> [Exercise A]:
Write out the passage of the Web Risk excerpt from "Threat hash prefixes" to "the expire times.", word for word.
> [Exercise B]:
According to the Web Risk excerpt, how long must the hashPrefix field be if the local hash prefix was lengthened to 7 bytes?

Threat hash prefixes
The hashPrefix
field contains the hash prefix of the URL that you want to
check. This field must contain the exact hash prefix that is present in the
local database. For example, if the local hash prefix is 4 bytes long then
the hashPrefix
field must be 4 bytes long. If the local hash prefix was
lengthened to 7 bytes then the hashPrefix
field must be 7 bytes long.
HTTP GET response
In the following example, the response returns the matching threats, containing the Web Risk lists they matched, along with the expire times.
Response body
The response body includes the match information (the list names and the full
length hashes and the cache durations). For more details, see the
hashes.search
response body
and the explanations that follow the code example.

> [Supplied entries]:
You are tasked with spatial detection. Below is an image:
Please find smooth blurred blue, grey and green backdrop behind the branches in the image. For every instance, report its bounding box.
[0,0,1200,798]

...

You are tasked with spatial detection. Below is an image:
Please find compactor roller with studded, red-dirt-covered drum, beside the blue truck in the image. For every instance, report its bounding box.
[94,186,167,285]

--

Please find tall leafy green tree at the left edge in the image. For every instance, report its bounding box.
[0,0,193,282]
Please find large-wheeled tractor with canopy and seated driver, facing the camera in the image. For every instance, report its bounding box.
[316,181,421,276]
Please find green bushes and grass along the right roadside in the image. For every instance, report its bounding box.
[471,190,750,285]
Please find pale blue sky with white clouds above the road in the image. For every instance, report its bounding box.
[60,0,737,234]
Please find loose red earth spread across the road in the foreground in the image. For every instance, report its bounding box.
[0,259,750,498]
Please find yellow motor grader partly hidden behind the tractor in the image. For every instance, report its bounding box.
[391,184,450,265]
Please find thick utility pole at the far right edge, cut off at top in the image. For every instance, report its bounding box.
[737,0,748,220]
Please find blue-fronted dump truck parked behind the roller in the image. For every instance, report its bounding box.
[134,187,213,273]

> [Exercise response A]:
Threat hash prefixes
The hashPrefix
field contains the hash prefix of the URL that you want to
check. This field must contain the exact hash prefix that is present in the
local database. For example, if the local hash prefix is 4 bytes long then
the hashPrefix
field must be 4 bytes long. If the local hash prefix was
lengthened to 7 bytes then the hashPrefix
field must be 7 bytes long.
HTTP GET response
In the following example, the response returns the matching threats, containing the Web Risk lists they matched, along with the expire times.

> [Exercise response B]:
It must be 7 bytes long.